Source document
--------------------------------

Table 4 Calibrated coefficient values, following Brutsaert (1975) formulation, for estimating the incoming long-wave radiation at the SK-OAS and QC-Juv

Figure 12 shows the estimated LW_in,c and LW_in, calibrated following Brutsaert's (1975) formulation for the sites SK-OAS and QC-Juv. Both empirically estimated LW_in,c and LW_in are highly correlated (Pearson correlation higher than 0.9) to incoming long-wave radiation from ERA5 data, with relative bias less than 1 %.

Fig. 12

Comparing CTL incoming long-wave radiation with empirically estimated values at (a) SK-OAS site for clear-sky condition only, (b) QC-Juv site for clear-sky conditions only, (c) SK-OAS site for all-sky condition, and (d) QC-Juv site for all-sky conditions. Cor, RMSE, and Bias are the statistical scores Pearson correlation, root mean square error (W m^-2), and relative bias (%), respectively. The color bars indicate the density distribution of each scatter plot. The red dashed line is 1:1 perfect fit

Finally, the LW_in empirical model with calibrated coefficients was used to estimate the variable using stochastic data generated by the AWE-WGEN model. Figure 13 compares the estimated LW_in from WG with CTL data. Overall, the density distribution of hourly values at SK-OAS and QC-Juv sites shows that both data sets, from both sites, are very well comparable to each other, with minimal differences in their mean (less than 2.5 W m^–2) and standard deviation (less than 8.0 W m^–2) values (Fig. 11a and 11b). The mean intra-annual variation of estimated LW_in from WG data is also very similar to LW_in from CTL (Fig. 11c and 11d), with more significant differences, around 13 W m^–2, in January and February at the sites SK-OAS and in July at QC-Juv, respectively.

Fig. 13

The probability distribution function of incoming long-wave radiation (LW_in, at hourly time-step) from WG and CTL dataset at (a) SK-OAS and (b) QC-Juv, and the mean intraannual variation of LW_in from WG and CTL data at (c) SK-OAS and (d) QC-Juv. The LW_in values from WG and CTL are given in red and black lines, respectively. E and σ, in (a) and (b), are the mean and standard deviation values, respectively. Vertical bars in (c) and (d) represent monthly standard deviation values

Appendix D. Annual cycles of sub-daily biases in stochastic meteorological variables

Figure 14 shows annual cycles of sub-daily (daytime and nighttime) normalized biases in stochastic meteorological variables produced at sites SK-OAS and QC-Juv. The biases are the differences between the monthly mean values of the stochastic (WG) and the control (CTL) data. The monthly differences are after normalized by the monthly mean value of the CTL variable.

--------------------------------

Supplied data

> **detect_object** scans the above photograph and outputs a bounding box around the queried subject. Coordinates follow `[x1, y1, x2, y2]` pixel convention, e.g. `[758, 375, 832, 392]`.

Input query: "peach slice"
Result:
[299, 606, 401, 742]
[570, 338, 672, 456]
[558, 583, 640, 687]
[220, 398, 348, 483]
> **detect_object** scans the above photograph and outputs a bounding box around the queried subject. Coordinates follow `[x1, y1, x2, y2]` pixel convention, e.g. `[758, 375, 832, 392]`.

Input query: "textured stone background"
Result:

--------------------------------

Tasks to perform
1. In the passage on long-wave radiation, how large is the relative bias of the empirically estimated values compared with the ERA5 data?
2. Put this sentence from the passage on long-wave radiation into French: "The biases are the differences between the monthly mean values of the stochastic (WG) and the control (CTL) data."
3. For each statement, say yes or no according to the passage on long-wave radiation, and quote the words that decide it.
(a) In Fig. 12, the red dashed line shows a 1:1 perfect fit.
(b) In Fig. 13, the LW_in values from WG are drawn in black lines.
(c) The stochastic data were generated by the AWE-WGEN model.

Results for the exercise
1. Less than 1 %.

2. Les biais sont les différences entre les valeurs moyennes mensuelles des données stochastiques (WG) et des données de contrôle (CTL).

3.
(a) Yes: "The red dashed line is 1:1 perfect fit"
(b) No: "The LW_in values from WG and CTL are given in red and black lines, respectively."
(c) Yes: "using stochastic data generated by the AWE-WGEN model"